* [WHAT IS EXPECTED]: Pull out each line of the items below that contains the string "right", treating uppercase and lowercase letters as distinct.
— Begin EXTRACTED DATA —
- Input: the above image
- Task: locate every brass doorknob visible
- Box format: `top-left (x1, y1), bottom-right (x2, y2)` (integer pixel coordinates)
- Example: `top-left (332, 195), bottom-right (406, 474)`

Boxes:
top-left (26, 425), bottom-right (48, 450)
— End EXTRACTED DATA —
* [TASK SOLUTION]:
- Box format: `top-left (x1, y1), bottom-right (x2, y2)` (integer pixel coordinates)
- Example: `top-left (332, 195), bottom-right (406, 474)`
top-left (26, 425), bottom-right (48, 450)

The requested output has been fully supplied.